• _THE TASK_:
Filter the lines below and copy each one that contains the string "tailgate". Case counts.

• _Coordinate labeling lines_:

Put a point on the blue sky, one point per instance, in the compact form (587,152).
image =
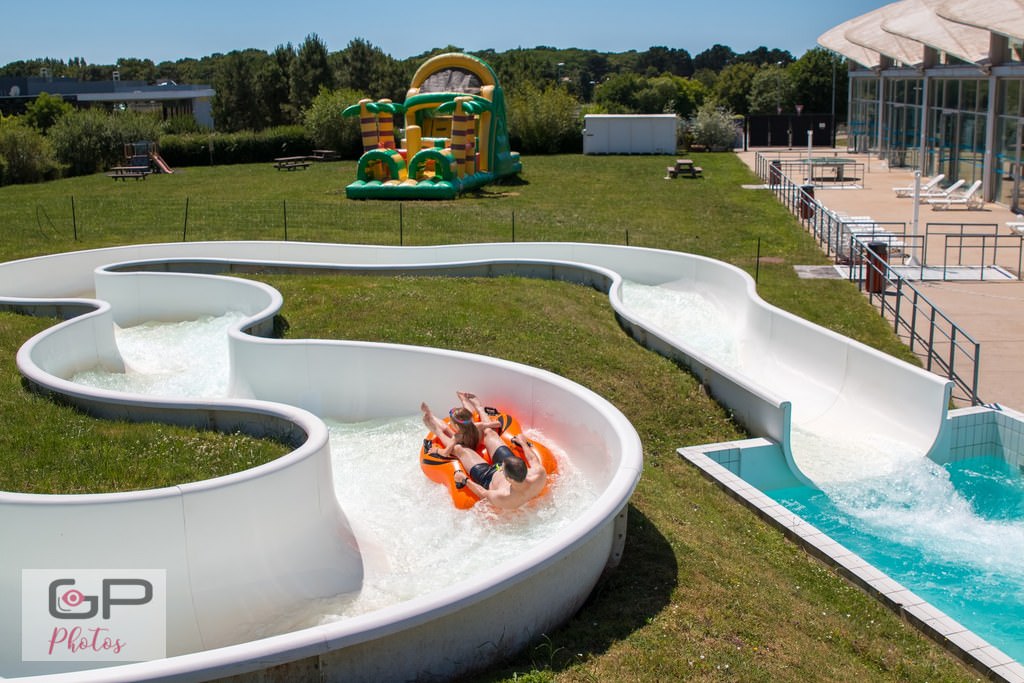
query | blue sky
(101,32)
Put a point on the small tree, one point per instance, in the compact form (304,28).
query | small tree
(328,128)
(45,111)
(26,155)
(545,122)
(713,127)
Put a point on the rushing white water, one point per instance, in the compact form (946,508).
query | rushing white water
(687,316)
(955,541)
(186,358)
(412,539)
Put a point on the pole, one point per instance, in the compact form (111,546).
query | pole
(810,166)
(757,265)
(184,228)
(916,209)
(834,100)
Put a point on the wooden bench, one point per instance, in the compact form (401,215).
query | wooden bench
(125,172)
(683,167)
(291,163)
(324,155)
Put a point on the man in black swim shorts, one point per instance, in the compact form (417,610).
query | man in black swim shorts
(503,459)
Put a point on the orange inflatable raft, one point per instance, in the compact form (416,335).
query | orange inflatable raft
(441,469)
---
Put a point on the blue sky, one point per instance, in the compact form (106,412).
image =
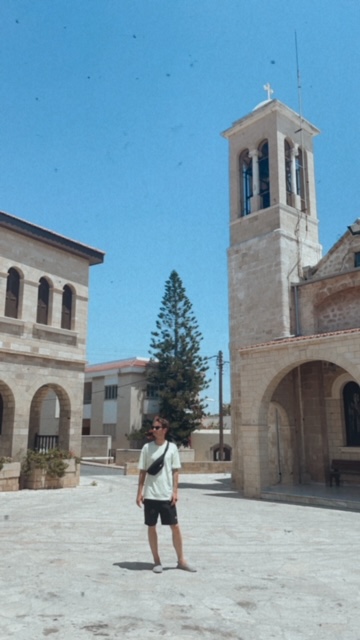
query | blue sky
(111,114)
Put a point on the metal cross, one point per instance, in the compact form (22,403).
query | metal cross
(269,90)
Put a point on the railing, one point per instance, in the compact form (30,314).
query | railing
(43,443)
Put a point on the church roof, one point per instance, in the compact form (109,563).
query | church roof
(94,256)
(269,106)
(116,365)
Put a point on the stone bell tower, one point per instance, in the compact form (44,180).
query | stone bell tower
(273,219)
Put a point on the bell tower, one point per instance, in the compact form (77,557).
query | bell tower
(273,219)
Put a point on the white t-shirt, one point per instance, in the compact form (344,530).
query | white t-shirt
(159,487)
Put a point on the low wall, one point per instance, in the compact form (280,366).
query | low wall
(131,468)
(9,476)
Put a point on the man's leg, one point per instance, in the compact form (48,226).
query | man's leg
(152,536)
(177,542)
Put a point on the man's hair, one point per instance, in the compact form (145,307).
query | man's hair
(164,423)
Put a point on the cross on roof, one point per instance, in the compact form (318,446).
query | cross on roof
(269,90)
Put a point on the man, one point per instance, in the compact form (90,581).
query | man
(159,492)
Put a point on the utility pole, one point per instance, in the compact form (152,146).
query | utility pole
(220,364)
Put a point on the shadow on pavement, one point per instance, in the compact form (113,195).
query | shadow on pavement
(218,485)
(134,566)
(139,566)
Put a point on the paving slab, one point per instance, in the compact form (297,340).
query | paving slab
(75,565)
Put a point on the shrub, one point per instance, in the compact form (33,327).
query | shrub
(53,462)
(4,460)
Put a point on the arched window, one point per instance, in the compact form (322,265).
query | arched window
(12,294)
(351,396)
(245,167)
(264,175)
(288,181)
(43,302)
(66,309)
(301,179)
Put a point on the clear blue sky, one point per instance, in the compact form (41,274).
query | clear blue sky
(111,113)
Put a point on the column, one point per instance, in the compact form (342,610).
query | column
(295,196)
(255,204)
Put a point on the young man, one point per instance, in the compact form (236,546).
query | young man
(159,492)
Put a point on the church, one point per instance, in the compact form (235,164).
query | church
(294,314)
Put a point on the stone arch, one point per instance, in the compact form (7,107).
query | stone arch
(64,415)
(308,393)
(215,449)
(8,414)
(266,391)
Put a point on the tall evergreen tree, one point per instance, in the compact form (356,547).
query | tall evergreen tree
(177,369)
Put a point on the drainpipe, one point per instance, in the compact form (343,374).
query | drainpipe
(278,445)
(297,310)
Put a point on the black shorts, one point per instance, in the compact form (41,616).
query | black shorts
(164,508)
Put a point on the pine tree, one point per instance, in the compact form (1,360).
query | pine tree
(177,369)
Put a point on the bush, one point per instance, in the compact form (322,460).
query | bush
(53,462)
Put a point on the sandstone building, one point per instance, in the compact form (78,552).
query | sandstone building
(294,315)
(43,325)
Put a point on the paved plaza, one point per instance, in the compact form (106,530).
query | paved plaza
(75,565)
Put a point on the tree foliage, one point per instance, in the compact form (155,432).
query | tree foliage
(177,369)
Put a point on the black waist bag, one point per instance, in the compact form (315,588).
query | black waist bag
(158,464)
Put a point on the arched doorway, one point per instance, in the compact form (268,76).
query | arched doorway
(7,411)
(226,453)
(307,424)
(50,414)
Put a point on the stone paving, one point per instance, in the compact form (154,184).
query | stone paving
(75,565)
--
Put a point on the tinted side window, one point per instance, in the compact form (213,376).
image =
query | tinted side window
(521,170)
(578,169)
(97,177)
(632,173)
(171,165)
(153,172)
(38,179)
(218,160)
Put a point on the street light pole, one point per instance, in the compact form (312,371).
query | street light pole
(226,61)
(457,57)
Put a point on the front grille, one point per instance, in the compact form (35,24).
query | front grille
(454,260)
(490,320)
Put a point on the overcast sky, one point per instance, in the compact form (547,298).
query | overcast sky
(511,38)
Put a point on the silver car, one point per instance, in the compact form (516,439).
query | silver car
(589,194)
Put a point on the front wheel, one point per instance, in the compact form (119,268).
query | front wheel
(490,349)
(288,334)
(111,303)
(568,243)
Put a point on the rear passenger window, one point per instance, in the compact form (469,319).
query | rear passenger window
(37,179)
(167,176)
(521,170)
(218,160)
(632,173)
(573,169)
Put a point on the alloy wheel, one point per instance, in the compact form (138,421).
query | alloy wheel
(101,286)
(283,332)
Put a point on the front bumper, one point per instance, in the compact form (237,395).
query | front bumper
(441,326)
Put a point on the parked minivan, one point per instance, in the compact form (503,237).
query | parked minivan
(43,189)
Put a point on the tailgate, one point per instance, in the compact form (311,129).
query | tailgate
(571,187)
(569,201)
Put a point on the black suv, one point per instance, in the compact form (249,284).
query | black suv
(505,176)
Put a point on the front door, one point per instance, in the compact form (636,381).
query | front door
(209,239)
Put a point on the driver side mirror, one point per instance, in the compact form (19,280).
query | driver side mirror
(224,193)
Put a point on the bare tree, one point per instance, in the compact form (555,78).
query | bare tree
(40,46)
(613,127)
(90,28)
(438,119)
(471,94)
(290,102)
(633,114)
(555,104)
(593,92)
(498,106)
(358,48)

• _ANSWER TO THIS EXERCISE_:
Put a point on the tailgate, one point per instance, in the compact form (311,129).
query | tailgate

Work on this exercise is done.